◆ ACTIVITY: Please count how many lines below contain the word "house" and give nothing but that figure.

---------- MATERIAL PROVIDED

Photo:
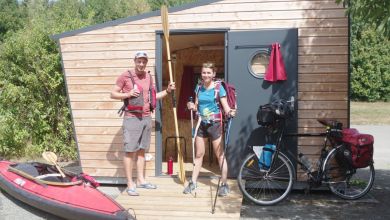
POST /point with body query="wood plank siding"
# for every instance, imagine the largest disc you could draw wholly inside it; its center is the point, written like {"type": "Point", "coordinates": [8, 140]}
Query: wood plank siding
{"type": "Point", "coordinates": [94, 58]}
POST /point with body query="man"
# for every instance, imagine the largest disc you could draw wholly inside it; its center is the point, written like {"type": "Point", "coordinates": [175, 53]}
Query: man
{"type": "Point", "coordinates": [137, 125]}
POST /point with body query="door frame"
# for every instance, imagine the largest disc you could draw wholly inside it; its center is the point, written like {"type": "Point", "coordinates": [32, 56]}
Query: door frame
{"type": "Point", "coordinates": [158, 78]}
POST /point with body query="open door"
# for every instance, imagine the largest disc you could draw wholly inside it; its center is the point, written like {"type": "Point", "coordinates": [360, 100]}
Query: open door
{"type": "Point", "coordinates": [248, 56]}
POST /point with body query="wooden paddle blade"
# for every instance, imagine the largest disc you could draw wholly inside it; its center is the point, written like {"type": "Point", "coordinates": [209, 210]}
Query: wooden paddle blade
{"type": "Point", "coordinates": [50, 157]}
{"type": "Point", "coordinates": [164, 19]}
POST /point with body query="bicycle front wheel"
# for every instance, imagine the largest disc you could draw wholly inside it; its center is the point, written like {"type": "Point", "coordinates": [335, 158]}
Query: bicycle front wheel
{"type": "Point", "coordinates": [347, 183]}
{"type": "Point", "coordinates": [266, 187]}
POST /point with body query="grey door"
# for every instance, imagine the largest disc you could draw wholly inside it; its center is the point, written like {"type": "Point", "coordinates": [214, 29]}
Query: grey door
{"type": "Point", "coordinates": [243, 48]}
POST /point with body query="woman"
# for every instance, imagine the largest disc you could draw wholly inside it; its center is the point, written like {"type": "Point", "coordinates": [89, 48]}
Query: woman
{"type": "Point", "coordinates": [211, 125]}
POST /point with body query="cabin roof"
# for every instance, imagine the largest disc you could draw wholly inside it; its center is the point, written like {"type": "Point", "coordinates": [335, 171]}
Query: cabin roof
{"type": "Point", "coordinates": [131, 18]}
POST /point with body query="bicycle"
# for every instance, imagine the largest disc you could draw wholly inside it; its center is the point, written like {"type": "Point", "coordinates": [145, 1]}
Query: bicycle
{"type": "Point", "coordinates": [270, 186]}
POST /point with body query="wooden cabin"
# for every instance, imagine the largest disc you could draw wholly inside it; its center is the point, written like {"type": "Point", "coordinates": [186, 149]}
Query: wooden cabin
{"type": "Point", "coordinates": [235, 34]}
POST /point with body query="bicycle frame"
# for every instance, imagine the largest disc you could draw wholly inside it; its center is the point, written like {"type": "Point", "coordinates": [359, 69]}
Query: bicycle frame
{"type": "Point", "coordinates": [318, 177]}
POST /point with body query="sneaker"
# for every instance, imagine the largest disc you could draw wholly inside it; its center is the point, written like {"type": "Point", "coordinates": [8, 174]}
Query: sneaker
{"type": "Point", "coordinates": [147, 186]}
{"type": "Point", "coordinates": [223, 190]}
{"type": "Point", "coordinates": [132, 192]}
{"type": "Point", "coordinates": [190, 187]}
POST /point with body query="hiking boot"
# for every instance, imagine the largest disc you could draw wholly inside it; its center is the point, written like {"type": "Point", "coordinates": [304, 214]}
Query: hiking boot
{"type": "Point", "coordinates": [190, 187]}
{"type": "Point", "coordinates": [223, 190]}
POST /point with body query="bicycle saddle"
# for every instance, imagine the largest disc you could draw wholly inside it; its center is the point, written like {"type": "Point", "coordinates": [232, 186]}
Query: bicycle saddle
{"type": "Point", "coordinates": [331, 123]}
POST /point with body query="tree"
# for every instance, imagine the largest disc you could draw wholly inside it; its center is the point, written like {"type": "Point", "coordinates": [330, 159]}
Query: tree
{"type": "Point", "coordinates": [103, 11]}
{"type": "Point", "coordinates": [12, 16]}
{"type": "Point", "coordinates": [375, 12]}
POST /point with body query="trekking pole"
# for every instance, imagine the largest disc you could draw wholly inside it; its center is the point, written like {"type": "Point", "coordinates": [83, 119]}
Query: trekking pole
{"type": "Point", "coordinates": [192, 132]}
{"type": "Point", "coordinates": [227, 132]}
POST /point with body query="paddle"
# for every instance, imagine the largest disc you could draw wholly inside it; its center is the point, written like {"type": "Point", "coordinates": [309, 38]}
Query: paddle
{"type": "Point", "coordinates": [164, 19]}
{"type": "Point", "coordinates": [52, 158]}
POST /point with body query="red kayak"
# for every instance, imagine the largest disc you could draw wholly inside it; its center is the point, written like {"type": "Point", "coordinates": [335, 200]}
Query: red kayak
{"type": "Point", "coordinates": [70, 197]}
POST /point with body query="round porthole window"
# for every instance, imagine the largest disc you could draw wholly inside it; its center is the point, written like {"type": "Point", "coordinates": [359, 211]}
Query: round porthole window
{"type": "Point", "coordinates": [258, 64]}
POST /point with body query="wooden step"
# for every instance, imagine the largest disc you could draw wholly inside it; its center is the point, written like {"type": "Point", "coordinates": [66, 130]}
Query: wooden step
{"type": "Point", "coordinates": [169, 202]}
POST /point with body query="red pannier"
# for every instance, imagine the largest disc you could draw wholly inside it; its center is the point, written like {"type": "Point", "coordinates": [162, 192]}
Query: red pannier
{"type": "Point", "coordinates": [362, 147]}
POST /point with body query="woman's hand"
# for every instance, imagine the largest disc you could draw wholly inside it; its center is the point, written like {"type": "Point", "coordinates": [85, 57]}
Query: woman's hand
{"type": "Point", "coordinates": [232, 113]}
{"type": "Point", "coordinates": [191, 106]}
{"type": "Point", "coordinates": [134, 93]}
{"type": "Point", "coordinates": [170, 87]}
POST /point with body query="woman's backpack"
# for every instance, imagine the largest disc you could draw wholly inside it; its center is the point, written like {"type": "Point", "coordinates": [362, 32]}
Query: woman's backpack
{"type": "Point", "coordinates": [231, 95]}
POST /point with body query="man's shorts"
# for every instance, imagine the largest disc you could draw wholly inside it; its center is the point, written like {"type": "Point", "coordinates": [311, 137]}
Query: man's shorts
{"type": "Point", "coordinates": [210, 129]}
{"type": "Point", "coordinates": [136, 133]}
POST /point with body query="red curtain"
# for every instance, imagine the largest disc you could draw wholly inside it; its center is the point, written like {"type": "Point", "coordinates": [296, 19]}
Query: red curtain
{"type": "Point", "coordinates": [276, 69]}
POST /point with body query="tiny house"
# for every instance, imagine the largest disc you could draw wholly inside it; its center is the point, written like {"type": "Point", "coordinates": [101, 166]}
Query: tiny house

--------------------

◆ EXERCISE ANSWER: 2